▸ **What to work on**:
1. In the forum thread on ECN fees below, which brokerage did arc switch to after using Questrade?
2. Please pull out the passage of the ECN fees thread from "## mrPPincer (Nov" to "the ECN fees..." and copy it word for word.
3. Condense the paragraph in mrPPincer's post of the ECN fees thread that starts "I use limit orders to avoid ECN fees with TDW" into a short list, keeping its key points.

▸ **Text block**:
BEGIN
# Avoiding ECN Fees



## arc (May 19, 2012)

I used to use Questrade and I heard that you get an additional ECN charge for market orders, is this the same for other brokerages (I am now using CIBC)?

Could I use a limit order to avoid paying those fees? or are there different fees associated wtih limit orders?

thanks


----------



## mrPPincer (Nov 21, 2011)

I use limit orders to avoid ECN fees with TDW.
Just make sure your bid is below the latest ask price if you're buying, or that your ask price is above the latest bid if you're selling, that way you aren't removing liquidity from the market.


----------



## bettrave (Jan 10, 2013)

Today, I asked a higher price and I still got the ECN fees...


----------



## gibor365 (Apr 1, 2011)

mrPPincer said:


> I use limit orders to avoid ECN fees with TDW.
> Just make sure your bid is below the latest ask price if you're buying, or that your ask price is above the latest bid if you're selling, that way you aren't removing liquidity from the market.
END
(Stored data)
BEGIN
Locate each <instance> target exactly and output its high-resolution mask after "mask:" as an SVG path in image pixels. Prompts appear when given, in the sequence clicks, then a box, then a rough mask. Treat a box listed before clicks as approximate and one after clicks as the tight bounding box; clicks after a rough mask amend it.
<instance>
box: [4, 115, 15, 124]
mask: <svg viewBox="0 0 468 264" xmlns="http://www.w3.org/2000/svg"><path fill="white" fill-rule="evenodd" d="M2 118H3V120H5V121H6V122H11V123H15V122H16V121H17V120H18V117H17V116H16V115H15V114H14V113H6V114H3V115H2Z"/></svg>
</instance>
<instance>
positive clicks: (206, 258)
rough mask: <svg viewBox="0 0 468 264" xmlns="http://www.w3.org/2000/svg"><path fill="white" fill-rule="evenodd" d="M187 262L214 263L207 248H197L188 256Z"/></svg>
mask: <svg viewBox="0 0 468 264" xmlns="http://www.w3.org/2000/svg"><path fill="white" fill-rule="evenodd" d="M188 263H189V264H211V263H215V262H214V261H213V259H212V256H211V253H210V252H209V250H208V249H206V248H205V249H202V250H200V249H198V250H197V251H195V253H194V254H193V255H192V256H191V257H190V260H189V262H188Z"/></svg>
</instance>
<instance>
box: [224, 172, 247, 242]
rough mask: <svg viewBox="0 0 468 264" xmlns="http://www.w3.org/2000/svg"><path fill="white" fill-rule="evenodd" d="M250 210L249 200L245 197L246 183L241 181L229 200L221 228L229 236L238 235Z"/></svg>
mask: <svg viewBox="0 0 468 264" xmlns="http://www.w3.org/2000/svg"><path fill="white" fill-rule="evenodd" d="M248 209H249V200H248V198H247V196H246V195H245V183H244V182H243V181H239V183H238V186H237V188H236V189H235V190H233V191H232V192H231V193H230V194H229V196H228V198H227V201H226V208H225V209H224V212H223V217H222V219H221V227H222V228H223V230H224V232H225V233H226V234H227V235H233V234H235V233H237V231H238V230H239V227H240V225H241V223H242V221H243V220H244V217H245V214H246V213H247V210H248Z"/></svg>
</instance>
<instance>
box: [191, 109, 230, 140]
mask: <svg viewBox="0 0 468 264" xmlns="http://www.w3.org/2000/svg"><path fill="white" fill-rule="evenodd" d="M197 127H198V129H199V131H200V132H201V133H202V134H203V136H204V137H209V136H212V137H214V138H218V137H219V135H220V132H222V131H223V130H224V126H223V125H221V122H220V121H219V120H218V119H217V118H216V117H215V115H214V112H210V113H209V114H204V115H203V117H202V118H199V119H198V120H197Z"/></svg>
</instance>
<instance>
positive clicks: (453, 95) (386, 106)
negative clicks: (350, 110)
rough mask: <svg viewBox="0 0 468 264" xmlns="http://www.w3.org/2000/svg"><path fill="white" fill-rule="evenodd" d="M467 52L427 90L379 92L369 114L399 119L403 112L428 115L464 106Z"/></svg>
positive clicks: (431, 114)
END
▸ **Answers to the exercises**:
1. CIBC

2.
## mrPPincer (Nov 21, 2011)

I use limit orders to avoid ECN fees with TDW.
Just make sure your bid is below the latest ask price if you're buying, or that your ask price is above the latest bid if you're selling, that way you aren't removing liquidity from the market.


----------



## bettrave (Jan 10, 2013)

Today, I asked a higher price and I still got the ECN fees...

3.
- mrPPincer uses limit orders with TDW to avoid ECN fees.
- When buying, keep your bid below the latest ask price.
- When selling, keep your ask price above the latest bid.
- That way you aren't removing liquidity from the market.